To be fair some of the seeds of bias against new hires were sown during the "I didn't go to nursing school for this" attitude not a small number of new grad hires brought with them starting around the early 2000's.
Hospitals did hire new grads and many in the nursing service including educators, floor and staff nurses gave their best to orientate and train. What many were often met with were new nurses with widely varying skills and education including some barely competent in core nursing skills if they were aquainted with them at all. Others still had either no clue or didn't want to know just what the nitty-gritty daily duties of a RN were. When faced with the reality of these expectations you had 1 in 5 if not more new grads either leaving of their own accord before their orientation ended or simply were let go. Such a model was simply not sustainable and it therefore should come as no surprise facilities started to take a look at the quanity and quality of new grad hires.
Happily for hospitals (but not so much for some others) the recent financial/economic crisis upended the healthcare world in ways that are still being felt today.

▶ [RECORDED DATA]
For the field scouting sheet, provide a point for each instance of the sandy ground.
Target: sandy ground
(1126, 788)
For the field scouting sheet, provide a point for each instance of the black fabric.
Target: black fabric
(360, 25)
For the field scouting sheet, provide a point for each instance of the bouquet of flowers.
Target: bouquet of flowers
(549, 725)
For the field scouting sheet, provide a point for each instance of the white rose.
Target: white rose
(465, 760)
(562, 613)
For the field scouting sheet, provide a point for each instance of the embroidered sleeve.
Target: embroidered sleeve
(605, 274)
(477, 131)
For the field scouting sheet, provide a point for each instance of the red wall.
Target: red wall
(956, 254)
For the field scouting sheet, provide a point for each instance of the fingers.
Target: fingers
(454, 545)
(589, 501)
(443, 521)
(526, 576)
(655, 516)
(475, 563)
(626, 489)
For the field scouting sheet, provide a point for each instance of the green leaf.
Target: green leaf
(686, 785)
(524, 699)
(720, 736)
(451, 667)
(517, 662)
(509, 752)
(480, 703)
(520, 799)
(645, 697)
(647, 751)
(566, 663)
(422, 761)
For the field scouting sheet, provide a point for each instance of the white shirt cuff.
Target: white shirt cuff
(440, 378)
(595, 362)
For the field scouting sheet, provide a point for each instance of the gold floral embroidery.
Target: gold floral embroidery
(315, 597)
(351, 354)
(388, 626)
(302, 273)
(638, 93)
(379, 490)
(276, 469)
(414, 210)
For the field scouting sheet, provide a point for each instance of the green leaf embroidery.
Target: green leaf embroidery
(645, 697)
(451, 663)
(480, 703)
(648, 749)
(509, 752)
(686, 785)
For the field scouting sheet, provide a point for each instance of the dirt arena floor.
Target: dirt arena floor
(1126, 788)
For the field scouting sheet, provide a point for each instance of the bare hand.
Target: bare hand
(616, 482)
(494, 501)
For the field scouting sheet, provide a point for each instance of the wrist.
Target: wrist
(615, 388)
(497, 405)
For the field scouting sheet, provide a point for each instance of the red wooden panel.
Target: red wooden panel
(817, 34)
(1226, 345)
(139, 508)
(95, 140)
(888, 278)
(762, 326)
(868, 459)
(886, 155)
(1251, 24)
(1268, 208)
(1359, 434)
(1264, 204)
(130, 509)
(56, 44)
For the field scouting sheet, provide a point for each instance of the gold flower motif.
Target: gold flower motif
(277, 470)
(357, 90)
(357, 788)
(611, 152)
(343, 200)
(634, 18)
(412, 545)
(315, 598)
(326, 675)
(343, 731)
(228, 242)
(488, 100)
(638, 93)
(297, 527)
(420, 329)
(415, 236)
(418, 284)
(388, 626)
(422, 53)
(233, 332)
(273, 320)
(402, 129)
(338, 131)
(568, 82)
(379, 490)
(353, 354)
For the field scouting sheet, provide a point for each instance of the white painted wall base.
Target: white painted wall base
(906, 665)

--

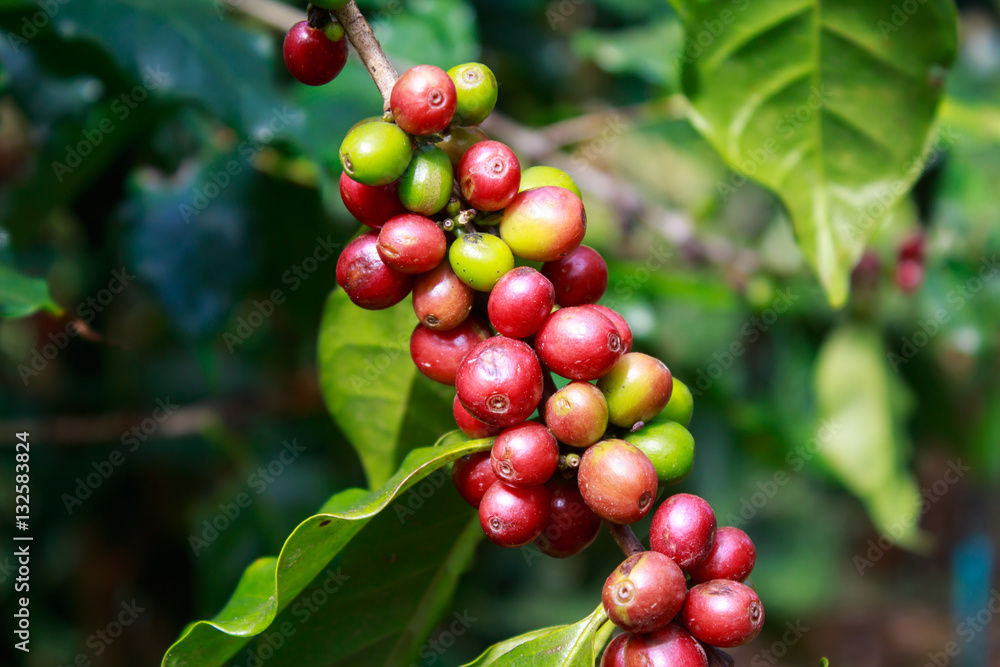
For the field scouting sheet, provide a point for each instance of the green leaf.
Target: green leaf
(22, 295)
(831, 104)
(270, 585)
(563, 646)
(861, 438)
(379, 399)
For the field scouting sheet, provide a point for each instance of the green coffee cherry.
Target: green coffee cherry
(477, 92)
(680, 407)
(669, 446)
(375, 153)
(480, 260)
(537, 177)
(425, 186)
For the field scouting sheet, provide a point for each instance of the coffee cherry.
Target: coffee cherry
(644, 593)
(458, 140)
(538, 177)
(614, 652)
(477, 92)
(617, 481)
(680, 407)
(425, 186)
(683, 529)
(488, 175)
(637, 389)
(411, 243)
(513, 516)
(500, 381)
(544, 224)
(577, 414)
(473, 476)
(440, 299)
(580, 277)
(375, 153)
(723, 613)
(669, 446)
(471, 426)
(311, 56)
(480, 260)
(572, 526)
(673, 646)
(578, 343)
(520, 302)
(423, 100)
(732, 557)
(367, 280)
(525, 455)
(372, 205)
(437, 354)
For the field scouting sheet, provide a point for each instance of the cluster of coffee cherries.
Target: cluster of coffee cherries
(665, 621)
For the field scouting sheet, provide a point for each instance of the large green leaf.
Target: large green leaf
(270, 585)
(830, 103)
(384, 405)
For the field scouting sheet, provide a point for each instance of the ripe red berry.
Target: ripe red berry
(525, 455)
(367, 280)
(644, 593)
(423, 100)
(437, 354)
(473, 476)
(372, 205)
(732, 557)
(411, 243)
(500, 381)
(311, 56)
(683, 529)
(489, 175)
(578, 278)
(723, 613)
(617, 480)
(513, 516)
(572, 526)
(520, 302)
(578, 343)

---

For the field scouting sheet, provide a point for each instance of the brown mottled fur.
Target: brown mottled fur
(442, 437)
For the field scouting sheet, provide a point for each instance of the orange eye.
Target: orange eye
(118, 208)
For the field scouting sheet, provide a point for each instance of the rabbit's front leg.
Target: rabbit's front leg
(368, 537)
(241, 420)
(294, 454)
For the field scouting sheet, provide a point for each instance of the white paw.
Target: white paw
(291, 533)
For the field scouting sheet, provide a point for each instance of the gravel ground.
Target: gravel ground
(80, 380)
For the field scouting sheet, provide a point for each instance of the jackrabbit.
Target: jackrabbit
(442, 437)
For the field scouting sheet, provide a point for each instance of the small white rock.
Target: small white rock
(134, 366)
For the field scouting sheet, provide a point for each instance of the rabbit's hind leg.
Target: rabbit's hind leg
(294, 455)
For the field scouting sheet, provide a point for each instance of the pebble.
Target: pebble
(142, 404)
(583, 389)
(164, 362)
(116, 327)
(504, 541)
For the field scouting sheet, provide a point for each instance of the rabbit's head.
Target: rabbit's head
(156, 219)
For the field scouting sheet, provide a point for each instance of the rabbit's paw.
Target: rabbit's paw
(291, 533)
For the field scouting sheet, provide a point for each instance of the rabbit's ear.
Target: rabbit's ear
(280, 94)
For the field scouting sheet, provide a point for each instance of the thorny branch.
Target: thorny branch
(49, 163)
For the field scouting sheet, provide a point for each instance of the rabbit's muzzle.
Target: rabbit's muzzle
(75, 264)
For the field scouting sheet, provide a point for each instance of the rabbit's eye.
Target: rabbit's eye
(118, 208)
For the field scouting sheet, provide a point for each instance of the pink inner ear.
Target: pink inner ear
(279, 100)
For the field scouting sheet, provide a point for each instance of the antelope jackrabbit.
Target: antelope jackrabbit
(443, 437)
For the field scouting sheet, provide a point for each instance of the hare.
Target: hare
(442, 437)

▶ [REQUIRED ACTION] Using the text about hiring new nursing graduates, list every group within the nursing service that it says gave their best to orient and train new grads.

▶ [RESPONSE TO THIS EXERCISE]
- Educators
- Floor nurses
- Staff nurses